EXERCISE SET
(a) Please reproduce the part of the Anitha Shaiq biography that begins at the words "Anitha Shaiq, often" and ends after "by Lenin Rajendran.", keeping every word unchanged.
(b) Continue the biography of Anitha Shaiq from its last sentence.

Anitha Shaiq, often credited as Anitha. S is an Indian playback singer and music composer, living in Mumbai, India. She performs Indian classical, sufi, Ghazal, folk and pop music, having sung in Malayalam, Kannada, Telugu, Oriya, Punjabi, and Tamil languages. In her 12 years in the film industry, she has recorded more than 100 songs for films.

Early life
Anitha Shaiq was born to Sirajuniza Begum, a secondary school music teacher, and Sheikh Ebrahim. She graduated from the Government College for Women, majoring in music. She has studied Hindustani, Sufi, Carnatic, and Western music.

Career

Composing
Shaiq composed the song "Melake Ponnal" for the film Crossroad directed by Lenin Rajendran.

Playback singing
Shaiq began her play back singing in 2007 with the hit song of that year composed by Sree. Vidyasagar. She has sung for many Malayalam, Tamil, Hindi and Kannada movies.

Musical albums

"Satrangee" is composed and sung by Anitha Shaiq, while it was produced by East Coast.The album consists of seven tracks written by legends like, Meera, Mirza Ghalib, Bulleh Shah, Amir Khusrow etc..The album was launched by the famous Indian Sufi singer Kailash Kher on 20 January 2015.

GIVEN INFORMATION

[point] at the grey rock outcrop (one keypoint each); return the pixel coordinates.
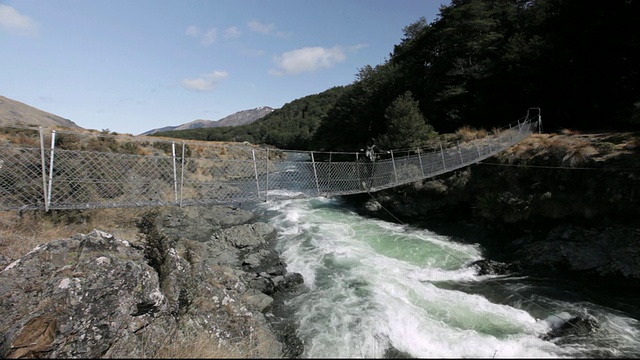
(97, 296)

--

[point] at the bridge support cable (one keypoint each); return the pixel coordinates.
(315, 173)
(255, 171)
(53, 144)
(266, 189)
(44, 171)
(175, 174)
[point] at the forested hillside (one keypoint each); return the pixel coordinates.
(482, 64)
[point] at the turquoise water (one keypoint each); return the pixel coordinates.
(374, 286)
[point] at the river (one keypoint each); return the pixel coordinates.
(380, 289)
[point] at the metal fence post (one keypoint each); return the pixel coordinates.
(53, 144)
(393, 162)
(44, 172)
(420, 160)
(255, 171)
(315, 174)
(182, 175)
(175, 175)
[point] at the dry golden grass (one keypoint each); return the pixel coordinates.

ANSWERS FOR THIS EXERCISE
(a)
Anitha Shaiq, often credited as Anitha. S is an Indian playback singer and music composer, living in Mumbai, India. She performs Indian classical, sufi, Ghazal, folk and pop music, having sung in Malayalam, Kannada, Telugu, Oriya, Punjabi, and Tamil languages. In her 12 years in the film industry, she has recorded more than 100 songs for films.

Early life
Anitha Shaiq was born to Sirajuniza Begum, a secondary school music teacher, and Sheikh Ebrahim. She graduated from the Government College for Women, majoring in music. She has studied Hindustani, Sufi, Carnatic, and Western music.

Career

Composing
Shaiq composed the song "Melake Ponnal" for the film Crossroad directed by Lenin Rajendran.

(b)
Live performances

Anitha has performed live concerts all over India, UAE, Bahrain, Qatar, Europe.

Discography

Awards and honours

Anitha received JESSEY Awards, Lions Club Musical Award, and GMMA Award and was nominated for the "Best singer" in the Asianet Film Awards.

References

External links
 https://web.archive.org/web/20150203125329/http://www.kaumudi.com/innerpage1.php?newsid=60397
 

Indian women composers
21st-century Indian composers
Living people
Year of birth missing (living people)
Place of birth missing (living people)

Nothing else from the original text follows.